(Source rows)
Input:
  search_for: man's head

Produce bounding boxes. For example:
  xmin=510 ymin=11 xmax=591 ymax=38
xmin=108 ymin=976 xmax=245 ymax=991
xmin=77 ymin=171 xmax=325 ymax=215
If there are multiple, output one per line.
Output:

PROMPT:
Reproduce the rows above verbatim, line for line.

ANSWER:
Input:
  search_for: man's head

Produce bounding boxes. For example:
  xmin=510 ymin=11 xmax=591 ymax=38
xmin=108 ymin=976 xmax=245 ymax=991
xmin=77 ymin=171 xmax=325 ymax=215
If there are multiple, output one per line.
Output:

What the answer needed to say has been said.